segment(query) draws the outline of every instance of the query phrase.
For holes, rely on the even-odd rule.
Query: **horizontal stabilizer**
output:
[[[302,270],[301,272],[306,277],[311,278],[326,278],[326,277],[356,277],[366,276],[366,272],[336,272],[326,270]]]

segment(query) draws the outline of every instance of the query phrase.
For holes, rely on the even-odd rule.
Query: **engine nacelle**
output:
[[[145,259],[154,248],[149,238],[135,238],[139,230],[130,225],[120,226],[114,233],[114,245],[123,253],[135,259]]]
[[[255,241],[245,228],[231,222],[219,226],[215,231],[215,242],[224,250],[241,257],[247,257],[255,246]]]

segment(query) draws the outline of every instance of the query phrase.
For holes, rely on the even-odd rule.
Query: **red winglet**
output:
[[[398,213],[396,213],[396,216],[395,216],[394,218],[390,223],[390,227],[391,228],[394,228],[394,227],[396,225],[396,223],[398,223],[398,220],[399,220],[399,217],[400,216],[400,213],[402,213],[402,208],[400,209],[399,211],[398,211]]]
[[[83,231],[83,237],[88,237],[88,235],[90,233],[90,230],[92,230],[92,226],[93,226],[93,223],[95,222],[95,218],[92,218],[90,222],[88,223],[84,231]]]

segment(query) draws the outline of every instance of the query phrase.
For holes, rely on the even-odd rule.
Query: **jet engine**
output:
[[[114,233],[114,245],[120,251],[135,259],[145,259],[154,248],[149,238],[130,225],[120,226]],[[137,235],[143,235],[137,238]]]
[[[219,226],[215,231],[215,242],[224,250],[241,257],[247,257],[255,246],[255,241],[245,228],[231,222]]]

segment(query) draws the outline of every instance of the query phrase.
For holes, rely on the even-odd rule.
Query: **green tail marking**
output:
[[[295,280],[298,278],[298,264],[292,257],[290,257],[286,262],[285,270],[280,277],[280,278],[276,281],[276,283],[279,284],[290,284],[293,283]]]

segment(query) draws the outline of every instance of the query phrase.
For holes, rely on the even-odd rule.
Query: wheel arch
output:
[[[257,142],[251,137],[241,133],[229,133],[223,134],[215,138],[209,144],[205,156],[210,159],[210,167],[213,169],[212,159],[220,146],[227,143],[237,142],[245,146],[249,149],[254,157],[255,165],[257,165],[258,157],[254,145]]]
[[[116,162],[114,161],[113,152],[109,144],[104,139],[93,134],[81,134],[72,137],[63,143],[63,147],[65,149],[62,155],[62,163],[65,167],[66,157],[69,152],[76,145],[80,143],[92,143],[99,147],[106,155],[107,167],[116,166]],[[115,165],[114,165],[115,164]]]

--

Directions: Set down the material above again, word for word.

Complete answer:
segment(query) draws the outline of every instance of the query phrase.
For holes, rely on the even-odd rule.
Query: **horizontal stabilizer**
output:
[[[302,270],[301,272],[306,277],[311,278],[326,278],[326,277],[356,277],[366,276],[366,272],[336,272],[326,270]]]

segment(query) draws the outline of every instance of the query phrase.
For holes, rely on the even-odd rule.
Query: **engine nacelle**
output:
[[[145,259],[154,248],[149,238],[135,238],[139,230],[130,225],[120,226],[114,233],[114,245],[123,253],[135,259]]]
[[[255,241],[245,228],[231,222],[219,226],[215,231],[215,242],[224,250],[241,257],[247,257],[255,246]]]

segment(query) draws the outline of every instance of the query phrase.
For holes, rely on the even-odd rule.
Query: **red winglet**
output:
[[[398,213],[396,213],[396,216],[395,216],[394,218],[390,223],[390,227],[391,228],[394,228],[394,227],[396,225],[396,223],[398,223],[398,220],[399,220],[399,217],[400,216],[400,213],[402,213],[402,208],[400,209],[399,211],[398,211]]]
[[[83,231],[83,237],[88,237],[88,235],[90,233],[90,230],[92,230],[92,226],[93,226],[93,223],[95,222],[95,218],[92,218],[90,222],[88,223],[84,231]]]

segment(query) draws the outline of every instance of the query phrase.
For holes, rely on the even-odd rule.
Query: **jet engine**
output:
[[[114,233],[114,245],[120,251],[135,259],[145,259],[154,248],[149,238],[130,225],[120,226]],[[137,235],[143,235],[137,238]]]
[[[219,226],[215,231],[215,242],[224,250],[241,257],[247,257],[255,246],[255,241],[245,228],[231,222]]]

segment(query) draws the outline of every instance of the query phrase.
For holes, rely on the even-odd rule.
Query: **green tail marking**
output:
[[[295,280],[298,278],[298,264],[292,257],[290,257],[286,262],[285,270],[280,277],[280,278],[276,281],[276,283],[279,284],[290,284],[293,283]]]

segment(query) draws the outline of every instance of the query phrase.
For holes, rely on the even-odd rule.
Query: wheel arch
output:
[[[257,142],[251,137],[241,133],[229,133],[223,134],[215,138],[209,144],[205,156],[210,159],[210,167],[213,169],[212,159],[220,146],[227,143],[237,142],[245,146],[249,149],[254,157],[255,165],[257,165],[258,157],[254,145]]]
[[[116,162],[114,161],[113,152],[109,144],[104,139],[93,134],[81,134],[72,137],[63,143],[63,147],[65,149],[62,155],[62,163],[65,167],[66,157],[69,152],[76,145],[80,143],[92,143],[99,147],[106,155],[107,167],[116,166]],[[115,165],[114,165],[115,164]]]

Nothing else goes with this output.